### TEXTO DA PÁGINA
+===+

Por mais que se queira limitar aos últimos 15 anos a ruína da integridade e da ética como referências fundamentais nas relações políticas e em parte do mundo dos negócios no Brasil, tomo a liberdade de convidar — a todos — a uma reflexão mais retrospectiva e realista. Creio que esse período marcou um agravamento gigantesco do ambiente nesse aspecto. Entretanto, é óbvio que a corrupção é parte integrante da vida política nacional pelo menos desde a proclamação da República, em 1889. Alguns autores relatam até que essa realidade já se fazia presente ao longo do Império.
A Lava Jato, ao lado de outras operações deflagradas nos últimos tempos, atingiu em cheio aqueles que insistiam em um projeto de poder político de mais longo alcance, convencidos estavam de que a sociedade continuaria a aceitar, passivamente, a deterioração nas dimensões da ética e da integridade moral em tão avassaladora velocidade.
Mas sinais que vêm de variadas partes me atormentam. Decisões judiciais que pasmam. Atos do Poder Executivo que nos põem em alerta. E deliberações legislativas na Câmara dos Deputados que, decididamente, causam enorme choque.
Um exemplo da ação estarrecedora do Legislativo apresento a seguir. A Lei 13.303/16, conhecida como Lei das Estatais, chegou com novidades que tinham a cor da reação legítima da sociedade aos desmandos de natureza política que a práxis tradicional nos fez acostumados, e até mesmo reféns. Com essa lei, a sociedade lograva dizer “não” às nomeações de caráter político, assegurando os objetivos da qualificação e da independência. Mesmo que eu não a considere plenamente capaz de produzir eficácia e blindagem absolutas, é fato que a Lei das Estatais coíbe a “feira” de trocas de favores políticos e auto benesses por via de nomeações para cargos executivos e de conselhos de administração em empresas controladas pela União. E, aqui, cabe destacar o progresso que já se nota na escolha dos ocupantes de assentos em conselhos de administração de grandes empresas estatais, inclusive a Petrobras.
Pois bem. Recentemente, a comissão especial da Câmara dos Deputados que se dedica ao Projeto da Lei Geral de Agências Reguladoras (PL 6.621/16) propôs a revogação das disposições da Lei das Estatais que tratam justamente das vedações por ela mesma instituídas. Em outras palavras: o Legislativo postula a transfiguração, negando àquela lei seus próprios objetivos originais. Convenhamos que isso soa como uma reação cuidadosamente arquitetada para destruir a blindagem — que era uma vitória da sociedade.

+===+

### DADOS FORNECIDOS
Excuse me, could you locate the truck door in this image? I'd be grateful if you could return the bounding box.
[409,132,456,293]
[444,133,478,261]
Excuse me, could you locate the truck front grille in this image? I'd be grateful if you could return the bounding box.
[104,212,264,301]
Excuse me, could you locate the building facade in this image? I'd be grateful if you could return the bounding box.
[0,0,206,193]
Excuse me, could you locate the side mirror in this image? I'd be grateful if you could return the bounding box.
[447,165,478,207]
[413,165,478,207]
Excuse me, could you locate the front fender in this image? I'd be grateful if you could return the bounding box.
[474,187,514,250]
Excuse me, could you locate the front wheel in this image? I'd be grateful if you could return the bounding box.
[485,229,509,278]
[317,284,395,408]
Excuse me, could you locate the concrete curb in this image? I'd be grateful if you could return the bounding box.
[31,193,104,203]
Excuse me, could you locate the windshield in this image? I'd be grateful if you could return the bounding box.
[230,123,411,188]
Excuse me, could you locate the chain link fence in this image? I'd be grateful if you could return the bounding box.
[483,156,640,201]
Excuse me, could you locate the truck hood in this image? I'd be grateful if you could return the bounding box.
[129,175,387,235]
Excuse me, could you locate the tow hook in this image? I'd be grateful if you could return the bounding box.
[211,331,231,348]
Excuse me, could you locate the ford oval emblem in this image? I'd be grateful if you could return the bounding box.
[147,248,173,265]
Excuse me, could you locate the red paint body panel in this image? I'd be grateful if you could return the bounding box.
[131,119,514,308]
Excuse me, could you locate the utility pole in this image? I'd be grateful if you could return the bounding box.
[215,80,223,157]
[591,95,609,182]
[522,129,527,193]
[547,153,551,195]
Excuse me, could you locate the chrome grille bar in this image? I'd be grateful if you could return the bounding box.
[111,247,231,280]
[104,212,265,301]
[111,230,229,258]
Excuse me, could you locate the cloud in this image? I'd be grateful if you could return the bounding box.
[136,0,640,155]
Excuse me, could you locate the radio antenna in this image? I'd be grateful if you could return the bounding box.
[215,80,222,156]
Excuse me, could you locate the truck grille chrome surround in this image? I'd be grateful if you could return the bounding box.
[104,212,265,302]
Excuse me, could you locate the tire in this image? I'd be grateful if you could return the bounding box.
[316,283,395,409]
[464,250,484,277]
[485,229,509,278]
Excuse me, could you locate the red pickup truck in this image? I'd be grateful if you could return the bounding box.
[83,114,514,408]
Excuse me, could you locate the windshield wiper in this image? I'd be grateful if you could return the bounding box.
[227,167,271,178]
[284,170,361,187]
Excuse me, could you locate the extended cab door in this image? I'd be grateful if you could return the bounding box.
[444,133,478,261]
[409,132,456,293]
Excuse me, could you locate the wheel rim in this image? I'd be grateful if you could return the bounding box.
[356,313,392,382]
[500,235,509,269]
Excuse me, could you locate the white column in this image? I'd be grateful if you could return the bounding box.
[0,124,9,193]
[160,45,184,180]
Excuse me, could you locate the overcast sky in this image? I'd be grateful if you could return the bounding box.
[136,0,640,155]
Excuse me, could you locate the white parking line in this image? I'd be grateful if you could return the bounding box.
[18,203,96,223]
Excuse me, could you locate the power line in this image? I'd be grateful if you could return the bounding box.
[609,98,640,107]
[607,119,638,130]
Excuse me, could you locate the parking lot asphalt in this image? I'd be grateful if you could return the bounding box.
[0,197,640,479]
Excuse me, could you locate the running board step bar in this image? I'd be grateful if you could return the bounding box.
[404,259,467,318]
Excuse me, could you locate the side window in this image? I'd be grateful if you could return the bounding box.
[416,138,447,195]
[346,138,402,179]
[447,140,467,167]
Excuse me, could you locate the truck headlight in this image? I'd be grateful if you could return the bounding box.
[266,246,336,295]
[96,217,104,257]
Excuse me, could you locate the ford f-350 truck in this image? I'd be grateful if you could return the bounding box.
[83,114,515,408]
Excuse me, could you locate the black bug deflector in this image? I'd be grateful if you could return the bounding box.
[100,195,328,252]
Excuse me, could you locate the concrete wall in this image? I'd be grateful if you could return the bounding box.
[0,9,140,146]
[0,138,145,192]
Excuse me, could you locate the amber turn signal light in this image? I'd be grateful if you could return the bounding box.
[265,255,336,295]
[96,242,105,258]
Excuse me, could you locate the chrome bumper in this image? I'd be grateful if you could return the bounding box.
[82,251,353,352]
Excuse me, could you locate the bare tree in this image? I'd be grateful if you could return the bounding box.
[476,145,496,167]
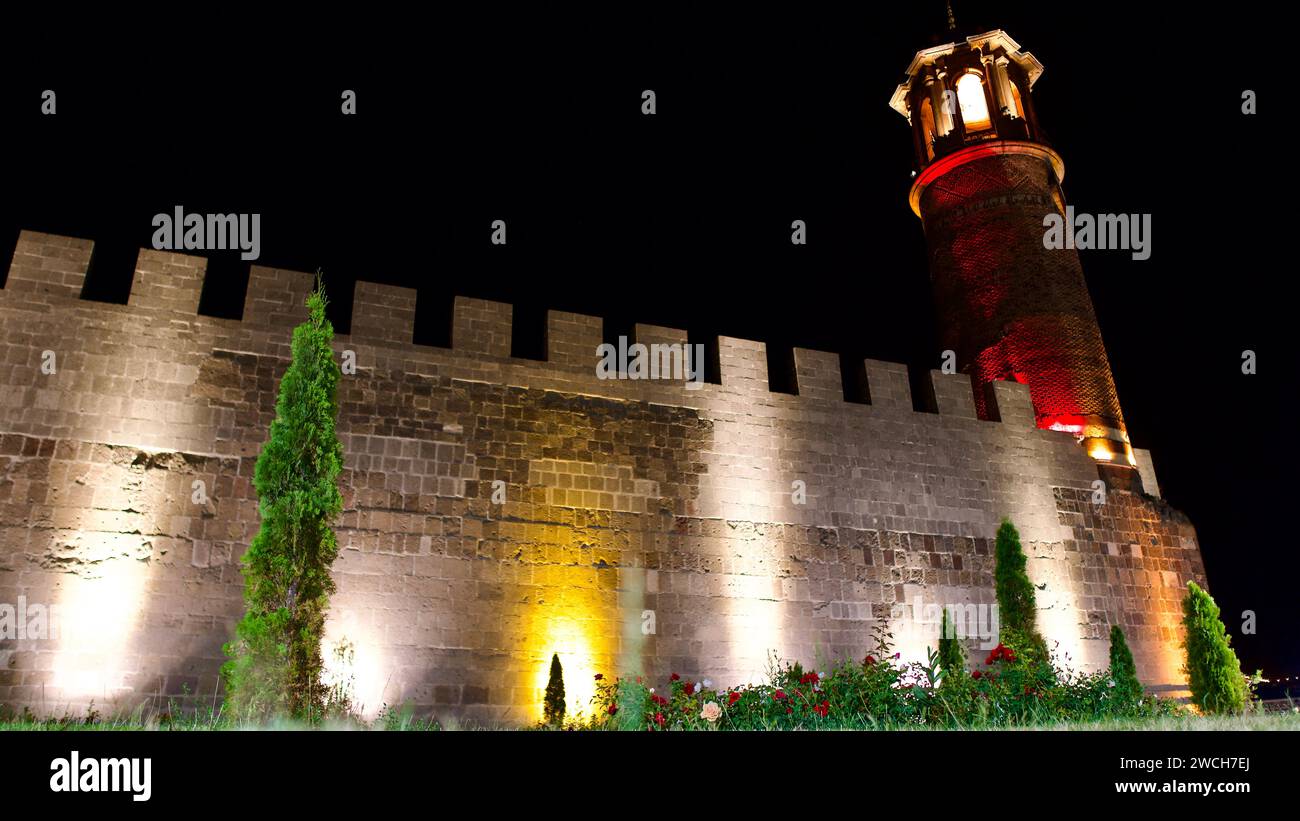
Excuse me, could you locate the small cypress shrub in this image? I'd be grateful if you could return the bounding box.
[939,607,966,682]
[1110,625,1141,703]
[1183,582,1249,713]
[993,518,1049,665]
[542,653,564,727]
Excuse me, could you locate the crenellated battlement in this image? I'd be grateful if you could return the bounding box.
[4,231,1086,449]
[0,231,1204,722]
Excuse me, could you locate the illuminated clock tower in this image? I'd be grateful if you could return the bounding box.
[889,30,1136,481]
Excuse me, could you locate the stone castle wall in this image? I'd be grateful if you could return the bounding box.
[0,231,1204,724]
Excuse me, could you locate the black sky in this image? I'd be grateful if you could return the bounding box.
[0,3,1300,676]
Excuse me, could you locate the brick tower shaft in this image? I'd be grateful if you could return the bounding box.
[892,31,1134,466]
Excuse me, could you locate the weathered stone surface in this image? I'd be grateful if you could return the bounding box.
[0,227,1204,722]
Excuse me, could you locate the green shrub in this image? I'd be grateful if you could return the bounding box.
[581,647,1180,730]
[1110,625,1143,704]
[939,607,966,681]
[221,278,343,721]
[1183,582,1248,713]
[542,653,564,727]
[993,518,1049,666]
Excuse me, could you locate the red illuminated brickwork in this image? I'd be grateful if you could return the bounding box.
[919,147,1123,441]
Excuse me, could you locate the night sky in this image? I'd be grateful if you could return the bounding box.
[0,1,1300,676]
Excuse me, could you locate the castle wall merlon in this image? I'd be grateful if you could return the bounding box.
[5,230,95,299]
[930,370,979,420]
[351,279,416,344]
[1134,448,1160,499]
[243,265,315,327]
[126,248,208,314]
[632,322,686,346]
[862,359,911,411]
[984,381,1037,429]
[794,348,844,401]
[451,296,514,356]
[718,336,768,395]
[546,310,605,373]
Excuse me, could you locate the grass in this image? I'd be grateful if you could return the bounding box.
[0,708,1300,733]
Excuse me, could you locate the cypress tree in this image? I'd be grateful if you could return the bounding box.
[542,653,564,726]
[993,518,1048,663]
[1110,625,1141,703]
[221,277,343,720]
[1183,582,1248,713]
[939,607,966,681]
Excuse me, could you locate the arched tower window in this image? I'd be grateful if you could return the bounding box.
[1011,79,1024,120]
[957,71,993,133]
[920,97,935,162]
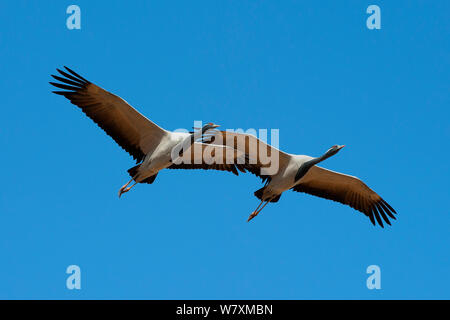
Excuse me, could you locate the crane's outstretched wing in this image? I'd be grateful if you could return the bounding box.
[205,131,290,183]
[50,67,168,162]
[168,142,248,175]
[292,166,396,227]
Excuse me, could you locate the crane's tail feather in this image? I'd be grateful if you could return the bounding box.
[254,187,281,202]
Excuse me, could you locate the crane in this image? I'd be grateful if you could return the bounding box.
[50,67,251,197]
[204,130,396,227]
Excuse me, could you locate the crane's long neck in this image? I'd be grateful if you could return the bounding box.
[295,151,334,182]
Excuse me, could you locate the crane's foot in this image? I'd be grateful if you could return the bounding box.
[119,185,131,198]
[247,211,259,222]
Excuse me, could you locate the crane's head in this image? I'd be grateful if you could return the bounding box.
[202,122,220,134]
[325,144,345,157]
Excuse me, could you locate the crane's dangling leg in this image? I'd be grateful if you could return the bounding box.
[247,199,271,222]
[119,178,137,198]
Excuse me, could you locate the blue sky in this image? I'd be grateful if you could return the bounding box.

+===+

### TAREFA PROPOSTA 1
No parágrafo do texto sobre a Lei das Estatais que começa com "Mas sinais que vêm de variadas partes", quais sinais são citados? Liste todos.
### TAREFA PROPOSTA 2
Prossiga com o texto sobre a Lei das Estatais a partir da última frase mostrada.

### RESPOSTA DO EXERCÍCIO 1
- Decisões judiciais que pasmam
- Atos do Poder Executivo que nos põem em alerta
- Deliberações legislativas na Câmara dos Deputados que causam enorme choque

### RESPOSTA DO EXERCÍCIO 2
O episódio denota a existência de um abismo gigantesco entre o que os brasileiros demandam e o que, parece, a classe política lê. É como se o Waze indicasse a um motorista a Via Dutra para ir de São Paulo ao Rio de Janeiro e o usuário optasse pela Rodovia Régis Bittencourt. Pior: com o motorista sabendo que a rota escolhida não o levará ao destino desejado.
Por outro lado, acostumado às intempéries da vida, resiliente, vejo o “copo meio cheio”. Desde que, como sociedade, desejemos transformar — e com vigor — a pobre realidade brasileira e ambicionar uma evolução nas dimensões social, política e econômica.
O Instituto Brasileiro de Governança Corporativa (IBGC) foi criado por uma plêiade de idealistas em 1995. O progresso logrado desde então é formidável. As empresas privadas — inclusive as que não são abertas — têm feito seus esforços para abraçar as melhores práticas de governança corporativa. Pelo menos no que depende dos conselheiros e dos executivos das maiores empresas estatais, nos últimos tempos o movimento também é nítido. O que não se pode é abrir mão da blindagem já conquistada. Melhor ainda, é preciso garantir sua evolução. Mas que o brasileiro não se iluda. Surgirão ainda outras reações do “establishment” político tentando conter a reação da sociedade em defesa da ética. Que todos estejamos atentos.
*Henrique Luz é conselheiro certificado e vice-presidente do conselho de administração do Instituto Brasileiro de Governança Corporativa (IBGC)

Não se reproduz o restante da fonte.